BEGIN Source excerpt

“The Chinese disagree that it issues loans with the hope that its African partners default on the loans, and thereby grant it right to seize control of the valuable resources put forward as collateral. The Chinese explain that given the poor credit history of the African nations it engages with, the use of resource backed loans is the only reasonable way for it to protect its investment.”
I remember my first visit back to Nigeria in 2008 and couldn’t help but notice the excitement around Chinese food. While I was there, everyone was excited to take me to the same place, Golden Gate, a Chinese restaurant in Ikoyi. We are talking the same shrimp fried rice lunch special I get at my local Chinese restaurant in Chicago for $9 is packaged as premium food, which Nigerians pay top money for.
The more I visited Nigeria over the years, the more I noticed Chinese influence in the country. I have read many articles illustrating the role of China in the African economy and wanted to shed more light on the approach and execution. A significant source for this article is the New Africa documentary entitled China in Africa.

END Source excerpt

Description of the task: Reproduce the passage on Chinese influence in Africa word for word, starting with "I remember my" and going on through "China in Africa.". The records that follow have no connection to the passage on Chinese influence in Africa.

BEGIN Recorded data

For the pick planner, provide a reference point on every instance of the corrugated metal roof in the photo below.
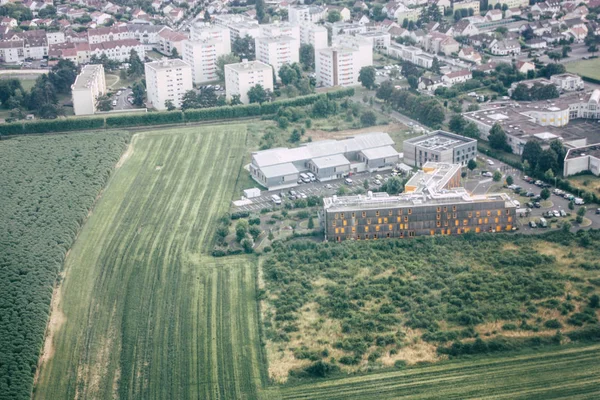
(321, 149)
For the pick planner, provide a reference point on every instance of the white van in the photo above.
(305, 178)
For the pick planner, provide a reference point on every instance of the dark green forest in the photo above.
(47, 186)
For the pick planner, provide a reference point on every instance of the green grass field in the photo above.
(590, 68)
(571, 373)
(143, 312)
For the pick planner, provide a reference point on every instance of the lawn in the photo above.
(589, 68)
(143, 311)
(571, 373)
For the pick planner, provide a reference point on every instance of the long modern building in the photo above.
(328, 159)
(432, 205)
(206, 45)
(88, 86)
(167, 80)
(582, 159)
(439, 146)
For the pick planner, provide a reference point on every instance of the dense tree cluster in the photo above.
(49, 184)
(425, 109)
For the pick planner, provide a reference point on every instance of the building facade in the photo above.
(88, 86)
(439, 146)
(434, 207)
(241, 77)
(167, 80)
(206, 45)
(329, 159)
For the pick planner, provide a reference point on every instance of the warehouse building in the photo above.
(432, 205)
(582, 159)
(439, 146)
(328, 159)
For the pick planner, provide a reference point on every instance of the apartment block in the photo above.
(340, 64)
(207, 44)
(313, 34)
(88, 86)
(433, 204)
(306, 13)
(238, 25)
(167, 80)
(277, 51)
(439, 146)
(240, 77)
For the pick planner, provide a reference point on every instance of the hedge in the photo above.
(166, 117)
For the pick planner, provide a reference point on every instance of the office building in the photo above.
(240, 77)
(167, 80)
(206, 45)
(88, 86)
(439, 146)
(433, 204)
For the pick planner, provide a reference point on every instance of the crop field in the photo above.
(571, 373)
(143, 311)
(587, 68)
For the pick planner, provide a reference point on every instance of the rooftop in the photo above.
(167, 64)
(248, 66)
(439, 140)
(87, 75)
(321, 148)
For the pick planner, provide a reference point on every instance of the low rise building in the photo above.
(328, 159)
(88, 86)
(313, 34)
(439, 146)
(581, 159)
(433, 204)
(167, 80)
(206, 45)
(567, 82)
(241, 77)
(306, 13)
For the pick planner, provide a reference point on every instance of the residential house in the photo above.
(452, 78)
(505, 47)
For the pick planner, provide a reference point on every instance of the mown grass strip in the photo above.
(556, 373)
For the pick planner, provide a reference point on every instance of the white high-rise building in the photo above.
(88, 86)
(167, 80)
(240, 77)
(340, 64)
(306, 13)
(238, 25)
(207, 43)
(277, 51)
(313, 34)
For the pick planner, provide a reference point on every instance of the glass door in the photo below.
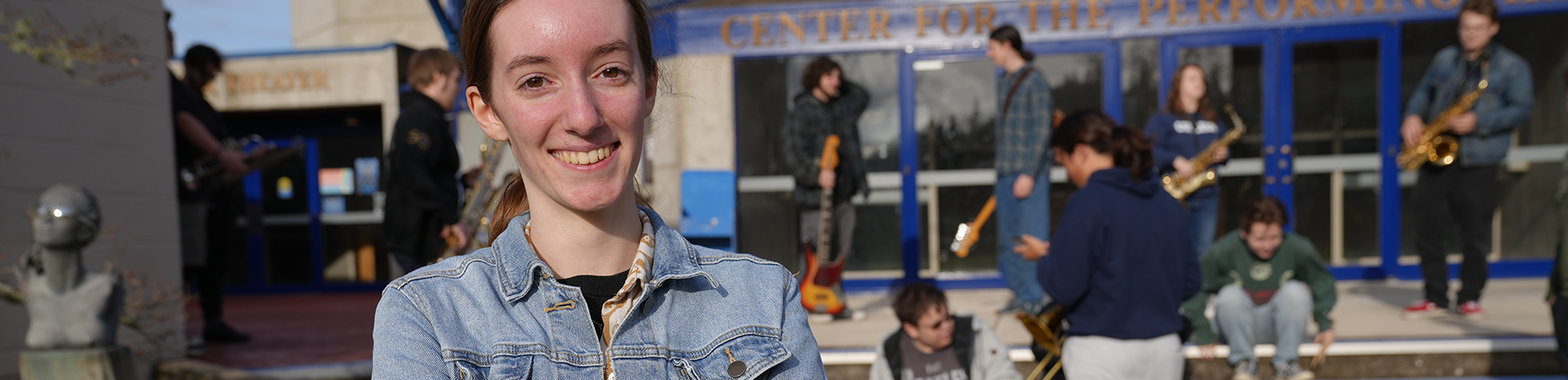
(1336, 102)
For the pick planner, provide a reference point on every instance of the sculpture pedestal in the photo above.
(97, 364)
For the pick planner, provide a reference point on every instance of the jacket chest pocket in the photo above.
(501, 368)
(745, 357)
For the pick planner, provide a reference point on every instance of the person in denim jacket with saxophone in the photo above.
(579, 280)
(1465, 193)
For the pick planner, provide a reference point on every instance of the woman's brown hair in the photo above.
(1093, 129)
(1264, 210)
(475, 47)
(1174, 96)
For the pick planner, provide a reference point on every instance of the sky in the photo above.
(234, 27)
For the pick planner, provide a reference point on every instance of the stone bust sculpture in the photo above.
(66, 305)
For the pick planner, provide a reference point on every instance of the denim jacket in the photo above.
(499, 313)
(1503, 106)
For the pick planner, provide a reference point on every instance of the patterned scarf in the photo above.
(620, 307)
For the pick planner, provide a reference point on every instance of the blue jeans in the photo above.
(1205, 213)
(1282, 321)
(1015, 218)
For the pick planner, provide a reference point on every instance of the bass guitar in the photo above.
(815, 287)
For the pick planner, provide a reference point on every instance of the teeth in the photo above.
(592, 157)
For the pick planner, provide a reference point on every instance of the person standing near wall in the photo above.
(1120, 263)
(1463, 195)
(1023, 165)
(423, 181)
(1186, 127)
(829, 106)
(209, 213)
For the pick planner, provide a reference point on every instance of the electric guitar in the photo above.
(815, 289)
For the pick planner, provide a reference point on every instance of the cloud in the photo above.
(231, 26)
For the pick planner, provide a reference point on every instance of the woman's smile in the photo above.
(587, 158)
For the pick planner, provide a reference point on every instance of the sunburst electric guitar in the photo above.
(815, 289)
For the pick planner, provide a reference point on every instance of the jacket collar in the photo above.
(674, 258)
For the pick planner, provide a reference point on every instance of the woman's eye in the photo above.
(533, 83)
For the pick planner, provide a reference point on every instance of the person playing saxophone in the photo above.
(1463, 195)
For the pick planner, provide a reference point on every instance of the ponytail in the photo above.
(1131, 149)
(515, 202)
(1128, 148)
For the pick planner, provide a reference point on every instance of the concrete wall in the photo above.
(301, 82)
(693, 125)
(115, 139)
(322, 24)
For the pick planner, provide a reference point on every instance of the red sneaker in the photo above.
(1423, 310)
(1471, 310)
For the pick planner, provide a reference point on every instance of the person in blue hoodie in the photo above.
(1186, 127)
(1120, 263)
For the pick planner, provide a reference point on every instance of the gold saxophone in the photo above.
(1203, 176)
(1437, 146)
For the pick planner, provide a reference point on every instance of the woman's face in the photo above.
(1192, 85)
(569, 94)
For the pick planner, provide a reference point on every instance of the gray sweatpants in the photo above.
(1109, 359)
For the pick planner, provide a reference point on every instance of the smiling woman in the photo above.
(580, 282)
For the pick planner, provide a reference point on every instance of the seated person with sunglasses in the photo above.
(937, 345)
(68, 307)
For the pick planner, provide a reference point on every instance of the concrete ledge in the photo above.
(195, 369)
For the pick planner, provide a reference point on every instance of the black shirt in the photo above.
(187, 152)
(597, 289)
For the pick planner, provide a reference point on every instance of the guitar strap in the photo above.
(1008, 102)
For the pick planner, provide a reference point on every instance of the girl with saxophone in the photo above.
(1186, 127)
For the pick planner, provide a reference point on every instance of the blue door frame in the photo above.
(257, 268)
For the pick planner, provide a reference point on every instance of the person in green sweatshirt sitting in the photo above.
(1264, 284)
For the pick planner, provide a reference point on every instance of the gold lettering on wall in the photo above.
(1263, 13)
(1207, 8)
(1344, 7)
(1145, 8)
(1175, 10)
(878, 22)
(759, 27)
(1056, 15)
(1308, 5)
(725, 29)
(847, 24)
(822, 24)
(921, 21)
(1034, 17)
(240, 83)
(787, 24)
(963, 19)
(1097, 8)
(984, 16)
(1236, 10)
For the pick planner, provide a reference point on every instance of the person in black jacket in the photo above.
(423, 181)
(827, 106)
(209, 212)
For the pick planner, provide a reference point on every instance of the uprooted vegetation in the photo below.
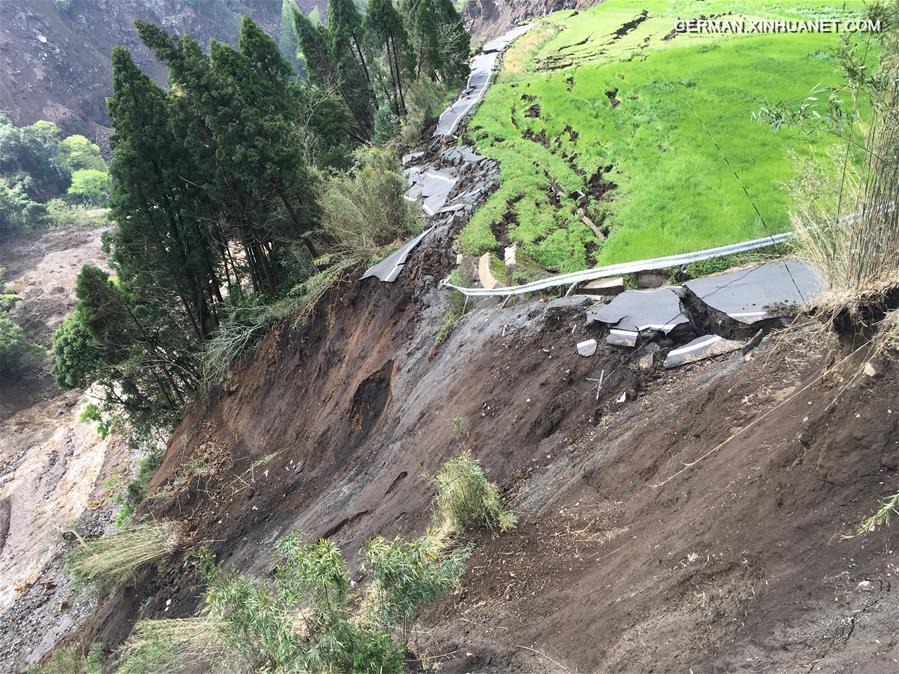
(310, 617)
(114, 558)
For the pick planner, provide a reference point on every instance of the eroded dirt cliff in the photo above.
(695, 522)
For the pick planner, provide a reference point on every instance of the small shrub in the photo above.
(69, 660)
(408, 575)
(114, 558)
(466, 501)
(301, 622)
(386, 125)
(17, 354)
(90, 187)
(881, 518)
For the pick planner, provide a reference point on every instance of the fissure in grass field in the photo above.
(620, 138)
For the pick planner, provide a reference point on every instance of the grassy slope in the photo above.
(674, 191)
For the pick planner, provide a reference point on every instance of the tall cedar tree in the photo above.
(160, 243)
(347, 51)
(386, 30)
(142, 370)
(244, 107)
(441, 42)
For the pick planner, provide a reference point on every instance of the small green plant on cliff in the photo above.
(409, 575)
(114, 558)
(881, 518)
(69, 660)
(466, 500)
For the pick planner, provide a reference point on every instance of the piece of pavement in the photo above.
(641, 310)
(390, 267)
(707, 346)
(482, 67)
(756, 294)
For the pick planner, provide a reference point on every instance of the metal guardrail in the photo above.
(622, 268)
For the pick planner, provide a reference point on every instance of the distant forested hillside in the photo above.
(55, 54)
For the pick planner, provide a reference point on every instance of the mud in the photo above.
(52, 466)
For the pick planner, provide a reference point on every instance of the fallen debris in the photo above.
(707, 346)
(587, 348)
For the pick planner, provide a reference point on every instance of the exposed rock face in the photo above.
(488, 18)
(55, 54)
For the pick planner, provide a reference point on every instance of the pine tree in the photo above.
(326, 72)
(385, 26)
(287, 38)
(346, 47)
(159, 241)
(441, 42)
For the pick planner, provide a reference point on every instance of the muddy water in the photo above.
(52, 466)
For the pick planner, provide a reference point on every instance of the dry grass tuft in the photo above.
(114, 558)
(466, 501)
(163, 646)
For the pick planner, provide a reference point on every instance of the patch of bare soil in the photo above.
(52, 466)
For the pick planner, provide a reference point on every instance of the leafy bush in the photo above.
(408, 575)
(881, 518)
(18, 212)
(90, 187)
(63, 214)
(114, 558)
(17, 354)
(302, 622)
(79, 153)
(466, 501)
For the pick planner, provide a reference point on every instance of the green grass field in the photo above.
(632, 123)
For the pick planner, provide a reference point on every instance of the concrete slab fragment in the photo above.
(482, 66)
(701, 348)
(756, 294)
(604, 286)
(626, 338)
(390, 267)
(642, 310)
(586, 348)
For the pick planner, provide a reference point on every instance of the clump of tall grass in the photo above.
(116, 557)
(409, 575)
(163, 646)
(69, 660)
(881, 518)
(846, 221)
(365, 209)
(466, 500)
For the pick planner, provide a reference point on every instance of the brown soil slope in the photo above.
(620, 562)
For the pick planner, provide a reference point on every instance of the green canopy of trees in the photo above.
(371, 60)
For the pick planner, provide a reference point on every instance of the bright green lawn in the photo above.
(674, 191)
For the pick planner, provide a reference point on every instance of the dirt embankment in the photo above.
(52, 466)
(696, 524)
(486, 19)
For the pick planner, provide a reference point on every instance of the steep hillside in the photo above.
(687, 518)
(488, 18)
(55, 54)
(52, 463)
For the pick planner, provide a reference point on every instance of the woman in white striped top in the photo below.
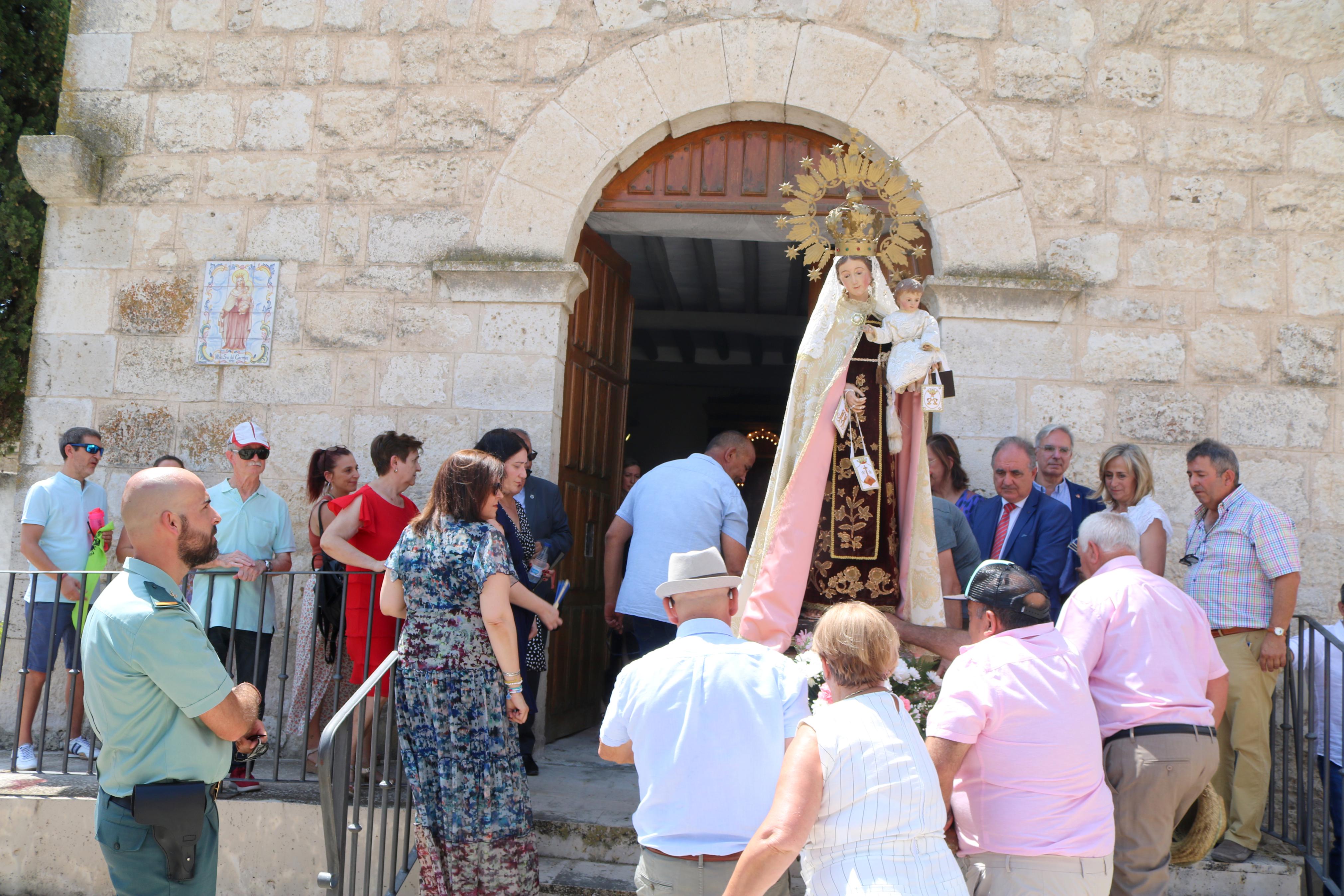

END Recorded data

Complete output:
I remember my first visit back to Nigeria in 2008 and couldn’t help but notice the excitement around Chinese food. While I was there, everyone was excited to take me to the same place, Golden Gate, a Chinese restaurant in Ikoyi. We are talking the same shrimp fried rice lunch special I get at my local Chinese restaurant in Chicago for $9 is packaged as premium food, which Nigerians pay top money for.
The more I visited Nigeria over the years, the more I noticed Chinese influence in the country. I have read many articles illustrating the role of China in the African economy and wanted to shed more light on the approach and execution. A significant source for this article is the New Africa documentary entitled China in Africa.